### ACTIVITY
Reproduce the passage of the text on gun violence starting at "Bocanegra, who spent" and ending at "sobering, Bocanegra said.", swapping "documentary" for "film".

"At this point it's like, 'Oh, another six people got shot and killed over a week in a poor black community. Business as usual,'" he said, shrugging his shoulders. "So America says, if the urban communities don't care enough about it, then why should we?"
Williams hopes that will change in the wake of the mass shooting in Newtown, Connecticut.
"If this (Newtown) is not enough for all of us to come together and say that something needs to be done, I don't know what is," he said. "Our kids are dying and they're leaving us way too soon, and we have the power to do something about that if we so choose."
'I hurt the same way'
Eddie Bocanegra, born and raised in the rough and tumble section of Little Village on the southwest side of Chicago, is no stranger to gun violence.
Bocanegra, who spent 14 years in prison for murder, is now on a mission to save lives. He is featured in the documentary "The Interrupters," which follows the lives of three community activists fighting to interrupt the fervent violence in Chicago.
The shooting in Newtown spurred the nation to respond, from prayer vigils and donations to around-the-clock news coverage of the event. Although moving, the reaction was also sobering, Bocanegra said.
"A kid growing up in the 'hood has different expectations than a kid growing up in Newtown," said Bocanegra, who works with ex-offenders at the faith-based nonprofit Community Renewal Society in Chicago. "We have worldwide attention on this tragic event in Connecticut, but it shows us how we value life, and it's a shame murder isn't treated the same across the board."
"I hurt the same way you hurt. Murder shouldn't occur, and I say that as someone who took a life," Bocanegra said. "All lives are precious, and one is not worth more than the other."

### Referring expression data
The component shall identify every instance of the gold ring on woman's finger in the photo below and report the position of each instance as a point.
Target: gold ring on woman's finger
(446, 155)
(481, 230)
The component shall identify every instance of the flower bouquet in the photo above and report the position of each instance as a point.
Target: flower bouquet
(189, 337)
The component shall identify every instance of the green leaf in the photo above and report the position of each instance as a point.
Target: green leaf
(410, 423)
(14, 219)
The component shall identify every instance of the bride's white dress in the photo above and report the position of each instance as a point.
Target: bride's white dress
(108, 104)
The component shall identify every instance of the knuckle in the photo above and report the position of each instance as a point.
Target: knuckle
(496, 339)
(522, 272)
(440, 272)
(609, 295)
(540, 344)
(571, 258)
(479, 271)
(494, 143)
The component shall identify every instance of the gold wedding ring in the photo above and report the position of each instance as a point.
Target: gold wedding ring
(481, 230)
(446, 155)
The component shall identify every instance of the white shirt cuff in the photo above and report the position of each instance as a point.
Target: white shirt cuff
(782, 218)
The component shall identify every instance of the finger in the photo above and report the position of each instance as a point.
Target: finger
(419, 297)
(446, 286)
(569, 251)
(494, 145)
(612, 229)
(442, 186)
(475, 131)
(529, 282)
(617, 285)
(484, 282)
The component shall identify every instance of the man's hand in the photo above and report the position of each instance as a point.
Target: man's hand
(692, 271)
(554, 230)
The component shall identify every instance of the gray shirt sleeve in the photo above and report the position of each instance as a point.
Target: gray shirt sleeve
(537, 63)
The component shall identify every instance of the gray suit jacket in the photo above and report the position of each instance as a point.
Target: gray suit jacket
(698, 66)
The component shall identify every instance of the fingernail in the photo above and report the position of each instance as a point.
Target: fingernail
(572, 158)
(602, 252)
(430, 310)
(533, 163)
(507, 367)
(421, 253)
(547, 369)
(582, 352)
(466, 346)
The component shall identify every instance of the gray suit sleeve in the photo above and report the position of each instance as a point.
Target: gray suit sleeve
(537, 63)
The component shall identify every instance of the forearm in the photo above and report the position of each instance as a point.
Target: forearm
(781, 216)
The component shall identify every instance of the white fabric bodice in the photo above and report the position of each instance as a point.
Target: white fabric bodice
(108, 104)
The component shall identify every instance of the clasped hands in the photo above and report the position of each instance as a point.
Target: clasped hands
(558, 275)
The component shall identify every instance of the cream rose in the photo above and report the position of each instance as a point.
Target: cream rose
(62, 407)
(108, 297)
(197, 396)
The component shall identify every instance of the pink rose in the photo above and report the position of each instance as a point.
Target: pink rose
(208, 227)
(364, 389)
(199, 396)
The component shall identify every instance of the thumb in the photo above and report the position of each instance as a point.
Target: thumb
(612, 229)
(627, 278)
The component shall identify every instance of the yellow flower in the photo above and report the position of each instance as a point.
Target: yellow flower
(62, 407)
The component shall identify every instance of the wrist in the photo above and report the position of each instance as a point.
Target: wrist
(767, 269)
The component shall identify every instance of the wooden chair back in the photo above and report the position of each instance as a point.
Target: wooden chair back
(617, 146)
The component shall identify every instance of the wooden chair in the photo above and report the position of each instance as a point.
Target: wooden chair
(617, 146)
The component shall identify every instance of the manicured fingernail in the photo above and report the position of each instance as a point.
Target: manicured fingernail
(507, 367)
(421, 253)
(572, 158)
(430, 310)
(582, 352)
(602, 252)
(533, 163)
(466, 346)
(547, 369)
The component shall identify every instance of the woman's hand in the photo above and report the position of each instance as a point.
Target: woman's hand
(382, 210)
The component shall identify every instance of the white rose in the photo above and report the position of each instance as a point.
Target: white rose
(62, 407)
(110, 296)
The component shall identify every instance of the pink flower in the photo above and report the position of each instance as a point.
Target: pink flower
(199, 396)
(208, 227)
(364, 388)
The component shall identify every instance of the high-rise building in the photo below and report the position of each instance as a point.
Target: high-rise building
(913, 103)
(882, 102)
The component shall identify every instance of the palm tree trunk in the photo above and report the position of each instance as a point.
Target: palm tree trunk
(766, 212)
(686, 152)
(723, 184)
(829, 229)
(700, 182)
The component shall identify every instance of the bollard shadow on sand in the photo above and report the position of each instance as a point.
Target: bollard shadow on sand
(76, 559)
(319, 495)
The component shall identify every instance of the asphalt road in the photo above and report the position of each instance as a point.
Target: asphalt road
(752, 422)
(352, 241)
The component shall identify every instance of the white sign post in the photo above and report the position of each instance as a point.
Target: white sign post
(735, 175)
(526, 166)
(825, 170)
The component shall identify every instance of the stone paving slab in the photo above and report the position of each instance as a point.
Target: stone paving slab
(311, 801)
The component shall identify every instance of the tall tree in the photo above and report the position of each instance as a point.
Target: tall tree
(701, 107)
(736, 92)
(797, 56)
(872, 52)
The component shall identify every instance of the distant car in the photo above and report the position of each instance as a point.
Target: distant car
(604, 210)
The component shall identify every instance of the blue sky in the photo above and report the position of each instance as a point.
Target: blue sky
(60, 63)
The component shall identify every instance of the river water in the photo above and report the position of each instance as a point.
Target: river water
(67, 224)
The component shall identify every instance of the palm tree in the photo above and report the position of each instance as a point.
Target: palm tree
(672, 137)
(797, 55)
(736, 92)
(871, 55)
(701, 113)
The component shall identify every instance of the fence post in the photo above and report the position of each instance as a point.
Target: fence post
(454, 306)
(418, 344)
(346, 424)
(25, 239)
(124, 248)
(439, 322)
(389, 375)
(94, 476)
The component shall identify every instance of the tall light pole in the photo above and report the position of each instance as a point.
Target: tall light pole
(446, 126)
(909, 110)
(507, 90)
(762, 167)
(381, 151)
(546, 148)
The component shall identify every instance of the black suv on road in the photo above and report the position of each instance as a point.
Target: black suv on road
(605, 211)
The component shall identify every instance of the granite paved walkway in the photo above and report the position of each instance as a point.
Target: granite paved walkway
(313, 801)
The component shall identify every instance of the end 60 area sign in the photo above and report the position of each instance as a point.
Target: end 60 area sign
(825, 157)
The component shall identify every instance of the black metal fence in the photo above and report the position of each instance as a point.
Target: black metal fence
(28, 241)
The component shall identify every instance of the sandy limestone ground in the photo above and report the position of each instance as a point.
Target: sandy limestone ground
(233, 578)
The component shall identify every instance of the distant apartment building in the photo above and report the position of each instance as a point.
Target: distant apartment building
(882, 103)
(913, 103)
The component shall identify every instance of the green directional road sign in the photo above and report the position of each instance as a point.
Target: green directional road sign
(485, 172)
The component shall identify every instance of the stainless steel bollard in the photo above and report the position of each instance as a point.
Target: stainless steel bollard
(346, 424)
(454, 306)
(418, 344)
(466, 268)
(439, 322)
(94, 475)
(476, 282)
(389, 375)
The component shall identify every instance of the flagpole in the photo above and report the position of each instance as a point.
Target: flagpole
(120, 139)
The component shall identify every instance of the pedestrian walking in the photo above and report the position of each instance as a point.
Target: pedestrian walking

### TASK ANSWER
Bocanegra, who spent 14 years in prison for murder, is now on a mission to save lives. He is featured in the film "The Interrupters," which follows the lives of three community activists fighting to interrupt the fervent violence in Chicago.
The shooting in Newtown spurred the nation to respond, from prayer vigils and donations to around-the-clock news coverage of the event. Although moving, the reaction was also sobering, Bocanegra said.